TEXT EXCERPT:
McCamey is a city in Upton County, Texas. Its population was 1,887 at the 2010 census. The Texas legislature has declared McCamey "the Wind Energy Capital of Texas" because of the many wind farms that have been built in the area. Its history, however, is primarily that of an oil boomtown.

Geography

McCamey is located at  (31.132300, –102.222106).  The town is about 5 miles (8 km) east of the Pecos River along U.S. Route 67.

According to the United States Census Bureau, the city has a total area of 2.0 square miles (5.2 km), all land.

History

McCamey is named for George B. McCamey, whose 1925 wildcat well brought about the oil boom in the region.  He brought in a real estate developer from Corpus Christi, to lay out a townsite near the oil field and along the Kansas City, Mexico and Orient Railway capable of housing 10,000 people. The town was initially a jumble of tents and frame shacks; order came slowly, replacing the lawlessness of the early boomtown environment. A post office was built in 1926, and the town was incorporated near the end of that year. In 1927, the McCamey Independent School District was formed, and an enterprising newspaperman printed the first issue of the Tri-County Record, the first town newspaper.

Water supply was a problem in the early years of McCamey, as the nearby water sources were not drinkable. Water came in by train from Alpine, almost  away, at a cost of $1 a barrel. A potable water supply was found in a geologic unit only  distant, and pipes were built to transport it to town in 1929.

McCamey was the location of a Humble Oil Company Refinery, one of the first built in West Texas. Humble Oil & Refining Company was a corporate predecessor of Exxon Company. An early experiment by Shell Oil Company in massive oil storage in McCamey proved a failure; local oilmen built a reservoir to hold up to one million barrels of oil in an earthen tank, but the limestone formation underneath the tank cracked under the weight of the crude, allowing much of it to leak into the subsurface.

The population of the town declined during the Great Depression along with the price of oil, and as the discovery of large oil fields elsewhere pulled workers away. In 1940, 2,600 people were in McCamey; in 1980,  2,436; and the 2000 census showed the population had shrunk to 1,805.

In 1940,  Texas oilman and industrialist Bill Noël moved to McCamey, where he joined M. H. McWhirter of Monahans and J. B. Tubb of Crane County to establish the Trebol Oil Company. He worked 18-hour days as Trebol's tool pusher, pumper, and production supervisor. The company drilled 52 producing wells before it struck the first dry hole. Noël was so occupied in the pursuits of the business that he claimed to have been unaware that he had become a millionaire until several years after the accumulation of his fortune.

(Stored data entries)
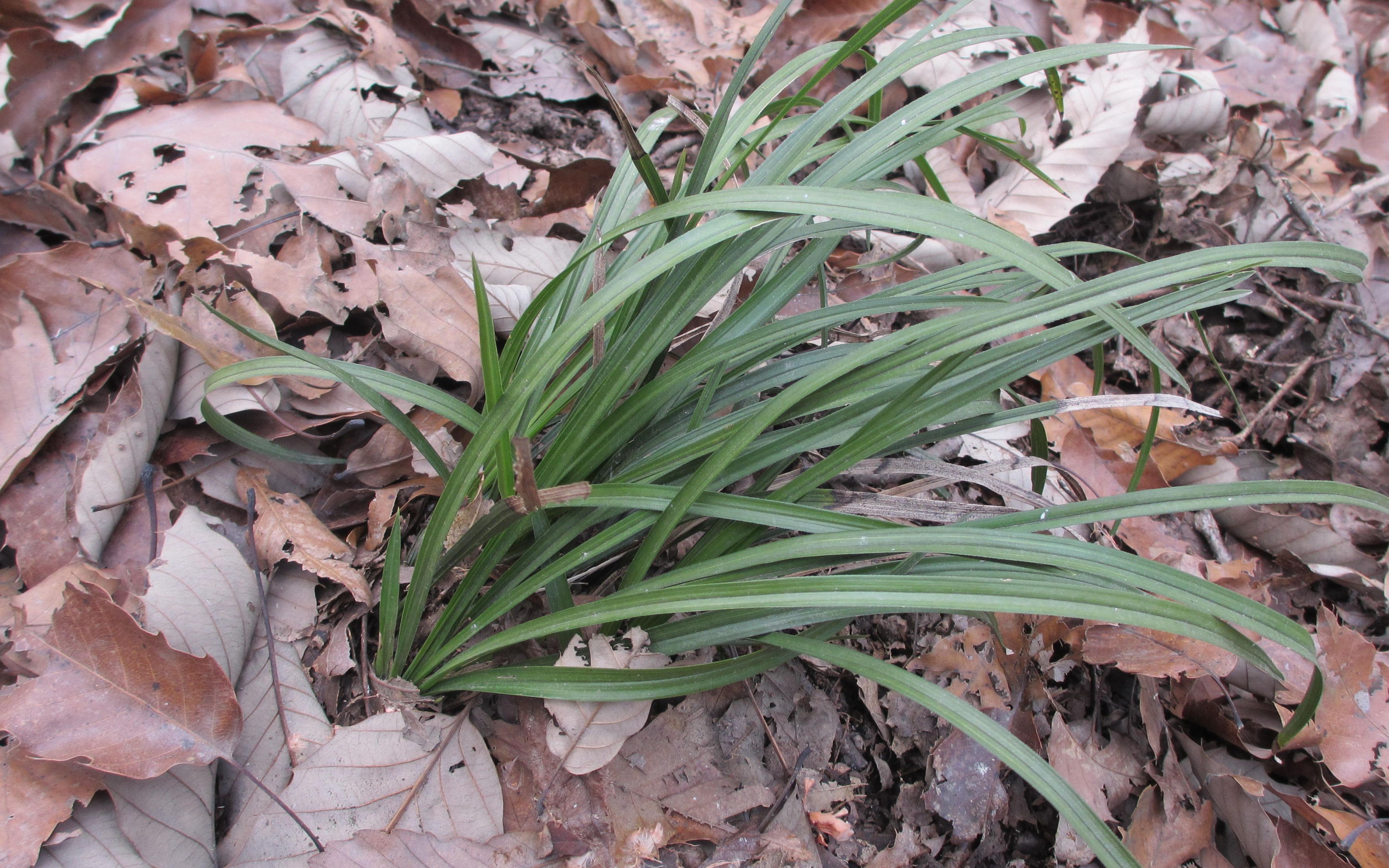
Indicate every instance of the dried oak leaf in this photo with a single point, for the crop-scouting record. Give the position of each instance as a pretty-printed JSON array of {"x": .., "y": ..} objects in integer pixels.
[
  {"x": 119, "y": 696},
  {"x": 1355, "y": 709},
  {"x": 284, "y": 519},
  {"x": 37, "y": 795},
  {"x": 588, "y": 735},
  {"x": 405, "y": 849}
]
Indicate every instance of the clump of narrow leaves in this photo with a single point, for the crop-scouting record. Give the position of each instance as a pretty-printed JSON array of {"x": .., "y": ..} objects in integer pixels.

STATED PROBLEM A:
Answer these questions using the McCamey article:
(i) In what year was the McCamey Independent School District formed?
(ii) Which oil company had a refinery in McCamey that was one of the first built in West Texas?
(iii) How many producing wells did the Trebol Oil Company drill before striking its first dry hole?
STATED PROBLEM B: Carry the McCamey article forward, beginning right after its final sentence about Bill Noël.

EXPECTED ANSWER A:
(i) 1927
(ii) Humble Oil Company
(iii) 52

EXPECTED ANSWER B:
Demographics

2020 census

As of the 2020 United States census, there were 1,831 people, 693 households, and 425 families residing in the city.

2000 census
As of the census of 2000, 1,805 people, 676 households, and 494 families resided in the city. The population density was 900.4 people per square mile (348.5/km). The 854 housing units averaged 426.0/sq mi (164.9/km). The racial makeup of the city was 72.30% White, 1.55% African American, 1.27% Native American, 23.82% from other races, and 1.05% from two or more races. Hispanics or Latinos of any race were 52.30% of the population.

Of the 676 households, 35.7% had children under the age of 18 living with them, 58.1% were married couples living together, 10.9% had a female householder with no husband present, and 26.9% were not families. About 24.9% of all households were made up of individuals, and 12.4% had someone living alone who was 65 years of age or older. The average household size was 2.67 and the average family size was 3.20.

In the city, the age distribution was 30.3% under the age of 18, 8.0% from 18 to 24, 24.7% from 25 to 44, 22.6% from 45 to 64, and 14.4% who were 65 years of age or older. The median age was 36 years. For every 100 females, there were 95.1 males. For every 100 females age 18 and over, there were 91.2 males.

The median income for a household in the city was $25,233, and for a family was $28,906. Males had a median income of $31,513 versus $16,724 for females. The per capita income for the city was $12,171. About 23.2% of families and 24.7% of the population were below the poverty line, including 30.6% of those under age 18 and 16.6% of those age 65 or over.

Education
The City of McCamey is served by the McCamey Independent School District.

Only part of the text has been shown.